Point annotations for photos
# # # # # # #

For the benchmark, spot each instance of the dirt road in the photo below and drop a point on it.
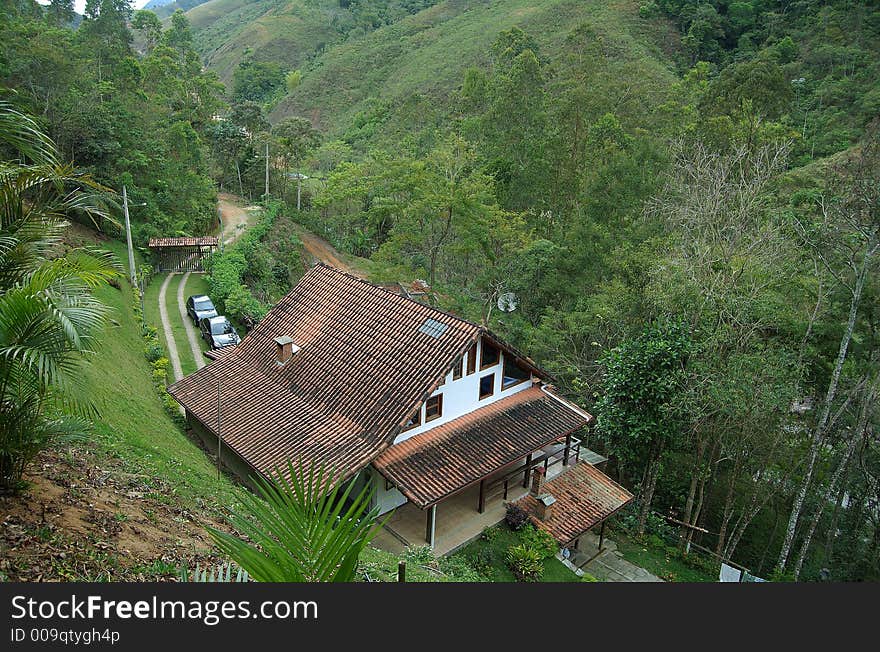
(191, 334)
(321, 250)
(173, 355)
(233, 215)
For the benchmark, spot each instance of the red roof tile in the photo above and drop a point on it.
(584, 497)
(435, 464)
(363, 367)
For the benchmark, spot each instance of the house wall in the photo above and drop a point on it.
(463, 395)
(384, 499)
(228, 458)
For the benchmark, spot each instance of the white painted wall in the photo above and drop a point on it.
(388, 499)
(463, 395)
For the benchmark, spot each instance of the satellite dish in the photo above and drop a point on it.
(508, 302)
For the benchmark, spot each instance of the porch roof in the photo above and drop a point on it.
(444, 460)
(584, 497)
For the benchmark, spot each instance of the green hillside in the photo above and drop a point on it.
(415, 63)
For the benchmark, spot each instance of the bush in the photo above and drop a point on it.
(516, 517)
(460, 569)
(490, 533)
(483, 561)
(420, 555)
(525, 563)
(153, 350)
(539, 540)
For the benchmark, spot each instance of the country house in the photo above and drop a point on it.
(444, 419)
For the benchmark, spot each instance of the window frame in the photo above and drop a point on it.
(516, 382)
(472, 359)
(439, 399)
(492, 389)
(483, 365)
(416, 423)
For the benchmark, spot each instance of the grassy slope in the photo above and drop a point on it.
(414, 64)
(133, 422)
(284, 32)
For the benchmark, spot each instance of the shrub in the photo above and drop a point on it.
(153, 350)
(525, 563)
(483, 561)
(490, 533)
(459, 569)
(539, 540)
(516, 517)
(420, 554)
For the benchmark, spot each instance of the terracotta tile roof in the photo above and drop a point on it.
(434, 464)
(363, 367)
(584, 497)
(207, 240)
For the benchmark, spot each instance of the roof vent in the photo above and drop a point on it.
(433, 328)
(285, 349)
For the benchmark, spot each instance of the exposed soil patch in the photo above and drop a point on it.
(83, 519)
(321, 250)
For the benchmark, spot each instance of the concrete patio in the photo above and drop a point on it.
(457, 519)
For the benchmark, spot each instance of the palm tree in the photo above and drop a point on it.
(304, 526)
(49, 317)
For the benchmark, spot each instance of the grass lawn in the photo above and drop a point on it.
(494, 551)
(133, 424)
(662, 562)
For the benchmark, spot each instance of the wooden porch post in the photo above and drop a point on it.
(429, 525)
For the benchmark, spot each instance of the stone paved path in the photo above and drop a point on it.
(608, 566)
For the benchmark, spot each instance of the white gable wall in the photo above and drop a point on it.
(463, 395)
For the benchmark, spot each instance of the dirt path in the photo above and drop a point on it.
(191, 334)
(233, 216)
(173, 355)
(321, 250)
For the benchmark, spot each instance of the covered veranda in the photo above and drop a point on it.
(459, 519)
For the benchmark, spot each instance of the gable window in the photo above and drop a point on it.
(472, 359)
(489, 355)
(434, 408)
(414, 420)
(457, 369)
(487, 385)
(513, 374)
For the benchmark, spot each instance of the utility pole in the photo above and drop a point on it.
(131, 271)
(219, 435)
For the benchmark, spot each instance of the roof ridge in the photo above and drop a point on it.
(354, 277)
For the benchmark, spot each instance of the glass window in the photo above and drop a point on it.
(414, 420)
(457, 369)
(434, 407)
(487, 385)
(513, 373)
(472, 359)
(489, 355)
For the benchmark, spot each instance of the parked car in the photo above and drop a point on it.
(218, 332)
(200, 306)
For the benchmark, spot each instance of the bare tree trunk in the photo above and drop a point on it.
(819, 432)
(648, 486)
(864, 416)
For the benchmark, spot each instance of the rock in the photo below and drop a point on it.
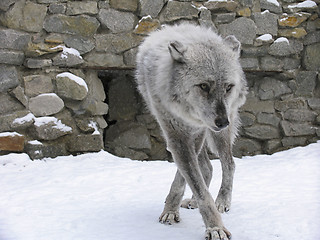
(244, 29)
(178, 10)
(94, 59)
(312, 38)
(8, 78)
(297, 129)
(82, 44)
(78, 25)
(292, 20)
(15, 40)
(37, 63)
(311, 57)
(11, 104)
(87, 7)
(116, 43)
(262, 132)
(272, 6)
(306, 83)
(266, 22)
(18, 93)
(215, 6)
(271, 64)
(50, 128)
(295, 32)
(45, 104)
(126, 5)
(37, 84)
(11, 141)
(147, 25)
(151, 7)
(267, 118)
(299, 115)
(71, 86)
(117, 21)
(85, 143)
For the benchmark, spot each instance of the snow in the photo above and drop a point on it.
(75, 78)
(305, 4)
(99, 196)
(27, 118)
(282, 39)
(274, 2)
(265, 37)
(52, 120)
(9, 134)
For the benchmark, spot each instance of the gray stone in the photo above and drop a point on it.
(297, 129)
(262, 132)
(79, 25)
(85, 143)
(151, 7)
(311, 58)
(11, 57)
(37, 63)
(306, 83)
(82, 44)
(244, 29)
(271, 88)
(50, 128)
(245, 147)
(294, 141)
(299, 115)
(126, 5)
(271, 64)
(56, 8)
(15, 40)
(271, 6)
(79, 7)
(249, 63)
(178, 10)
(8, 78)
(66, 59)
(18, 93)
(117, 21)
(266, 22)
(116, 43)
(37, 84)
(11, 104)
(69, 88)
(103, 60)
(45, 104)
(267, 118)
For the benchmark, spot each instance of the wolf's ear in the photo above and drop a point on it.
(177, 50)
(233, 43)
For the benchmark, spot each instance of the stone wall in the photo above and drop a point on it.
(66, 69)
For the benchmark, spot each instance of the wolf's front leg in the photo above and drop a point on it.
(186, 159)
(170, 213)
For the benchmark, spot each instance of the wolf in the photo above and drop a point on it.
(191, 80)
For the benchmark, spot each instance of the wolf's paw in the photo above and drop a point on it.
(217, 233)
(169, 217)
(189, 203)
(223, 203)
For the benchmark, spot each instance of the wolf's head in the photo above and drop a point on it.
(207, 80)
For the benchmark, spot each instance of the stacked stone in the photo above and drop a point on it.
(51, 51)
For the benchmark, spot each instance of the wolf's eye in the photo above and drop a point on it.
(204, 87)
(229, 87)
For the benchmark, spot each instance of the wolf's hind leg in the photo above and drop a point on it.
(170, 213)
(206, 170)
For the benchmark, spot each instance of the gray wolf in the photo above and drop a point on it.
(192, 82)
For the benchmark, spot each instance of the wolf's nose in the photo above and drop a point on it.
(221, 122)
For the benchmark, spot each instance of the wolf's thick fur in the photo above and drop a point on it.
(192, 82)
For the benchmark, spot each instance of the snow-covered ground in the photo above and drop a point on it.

# # # # # # #

- **The exercise**: Give back each entry exactly as it appears, with no pictures.

- **Solution to this task**:
For the benchmark, spot each instance of the dirt road in the photo below and drop a point on it.
(191, 334)
(321, 250)
(173, 355)
(233, 215)
For the benchmark, spot each instance of the red roof tile in the photo above and drop a point on it.
(584, 497)
(435, 464)
(363, 367)
For the benchmark, spot each instance of the house wall in the photo above and drop a point on it.
(463, 395)
(384, 499)
(228, 458)
For the benchmark, spot each instance of the white painted wall in the photo above and drop a point on it.
(388, 499)
(463, 395)
For the benchmark, spot each instance of the satellite dish in the photo above and drop a point on it.
(508, 302)
For the benchmark, spot each instance of the porch roof in the photo above and drop a point on it.
(444, 460)
(584, 497)
For the benchmark, spot each instance of the green hillside in the photo above and drop a point on it.
(415, 63)
For the benchmark, spot each instance of the bush in the photo above and drop a point on it.
(516, 517)
(460, 569)
(490, 533)
(483, 561)
(420, 555)
(525, 563)
(153, 350)
(539, 540)
For the benchmark, spot each instance of the country house in the photo above and drop a point on it.
(444, 419)
For the benchmark, spot each instance of the window frame in the photo above and drop a point on it.
(516, 382)
(472, 359)
(439, 399)
(492, 389)
(483, 365)
(416, 423)
For the benchmark, spot each instance of the grassy slope in the photo above and drop a point on it.
(414, 64)
(133, 422)
(284, 32)
For the benchmark, spot each instance of the shrub in the photo above and drop a point on it.
(153, 350)
(525, 563)
(483, 561)
(490, 533)
(459, 569)
(539, 540)
(516, 517)
(420, 554)
For the benchmark, spot each instance of the terracotta tile roof in the photo above and drop a point on it.
(434, 464)
(363, 367)
(584, 497)
(207, 240)
For the benchmark, spot each instance of the roof vent in the photo above and drop a point on it.
(433, 328)
(285, 349)
For the benchmark, spot each instance of the exposed soil patch in the photo above and drop a point on it.
(83, 519)
(321, 250)
For the benchmark, spot each instance of the concrete patio in the photo above and drop a point on it.
(457, 519)
For the benchmark, spot each instance of the palm tree in the photo above and drop a point on it.
(304, 526)
(49, 317)
For the benchmark, spot each instance of the grass lawn in the photo above and drop a point on it.
(494, 551)
(133, 424)
(662, 562)
For the benchmark, spot each instance of the wooden porch post in the photo above and drop a point on it.
(429, 525)
For the benchmark, spot each instance of the stone paved path in the photo above and drop a point on it.
(608, 566)
For the benchmark, spot each instance of the white gable wall in the photo above and drop a point on it.
(463, 395)
For the benchmark, spot each instance of the dirt path in the photo above and drop a point on it.
(191, 334)
(233, 216)
(173, 355)
(321, 250)
For the benchmark, spot each instance of the covered veranda in the photo above and drop a point on it.
(459, 519)
For the benchmark, spot each instance of the gable window in the photo above and drop a point on it.
(472, 359)
(489, 355)
(434, 408)
(414, 420)
(457, 369)
(487, 385)
(513, 374)
For the benchmark, spot each instance of the utility pole in the photo above and drop a point on it.
(131, 271)
(219, 435)
For the benchmark, spot each instance of the roof ridge in the photo above and drop a point on it.
(354, 277)
For the benchmark, spot each instance of the glass window in the photo above and drop a point on it.
(414, 420)
(457, 369)
(434, 407)
(487, 385)
(513, 373)
(472, 359)
(489, 355)
For the benchmark, spot each instance of the parked car in the photo above and drop a point on it.
(218, 332)
(200, 306)
For the benchmark, spot each instance of the bare tree trunk in the photo above and drop a point on it.
(819, 432)
(648, 486)
(864, 416)
For the benchmark, spot each instance of the rock in the photo below and drop a point on it.
(244, 29)
(178, 10)
(94, 59)
(312, 38)
(8, 78)
(297, 129)
(82, 44)
(78, 25)
(292, 20)
(15, 40)
(37, 63)
(311, 57)
(11, 104)
(87, 7)
(116, 43)
(262, 132)
(272, 6)
(306, 83)
(266, 22)
(18, 93)
(215, 6)
(271, 64)
(50, 128)
(295, 32)
(45, 104)
(126, 5)
(37, 84)
(11, 141)
(147, 25)
(151, 7)
(267, 118)
(299, 115)
(71, 86)
(117, 21)
(85, 143)
For the benchmark, spot each instance of the snow in the photo above and drop a point on it.
(75, 78)
(305, 4)
(99, 196)
(27, 118)
(282, 39)
(274, 2)
(265, 37)
(52, 120)
(9, 134)
For the benchmark, spot each instance of the gray stone in the photo above and drop a point on it.
(297, 129)
(262, 132)
(79, 25)
(85, 143)
(151, 7)
(311, 58)
(11, 57)
(37, 63)
(306, 83)
(82, 44)
(244, 29)
(271, 88)
(50, 128)
(245, 147)
(294, 141)
(299, 115)
(126, 5)
(271, 64)
(56, 8)
(15, 40)
(271, 6)
(79, 7)
(249, 63)
(178, 10)
(8, 78)
(66, 59)
(18, 93)
(117, 21)
(266, 22)
(116, 43)
(37, 84)
(11, 104)
(69, 88)
(103, 60)
(45, 104)
(267, 118)
For the benchmark, spot each instance of the wolf's ear in the photo above and drop a point on it.
(177, 50)
(233, 43)
For the benchmark, spot each instance of the stone wall in the photo above and drop a point on it.
(66, 69)
For the benchmark, spot each instance of the wolf's front leg in the photo above and drop a point on it.
(186, 159)
(170, 213)
For the benchmark, spot each instance of the wolf in the photo above and drop a point on it.
(191, 80)
For the benchmark, spot each instance of the wolf's paw in the photo above and drop a point on it.
(217, 233)
(169, 217)
(189, 203)
(223, 203)
For the benchmark, spot each instance of the wolf's head in the photo above and drop a point on it.
(207, 80)
For the benchmark, spot each instance of the stacked stone in the photo above and drop a point on it.
(51, 51)
For the benchmark, spot each instance of the wolf's eye in the photo above and drop a point on it.
(204, 87)
(229, 87)
For the benchmark, spot each instance of the wolf's hind leg in the photo above and drop a point on it.
(170, 213)
(206, 170)
For the benchmark, spot each instance of the gray wolf in the photo above and drop a point on it.
(192, 82)
For the benchmark, spot each instance of the wolf's nose in the photo above and drop a point on it.
(221, 122)
For the benchmark, spot each instance of the wolf's thick fur in the photo above and drop a point on it.
(192, 82)
For the benchmark, spot each instance of the snow-covered ground in the photo above and drop a point on it.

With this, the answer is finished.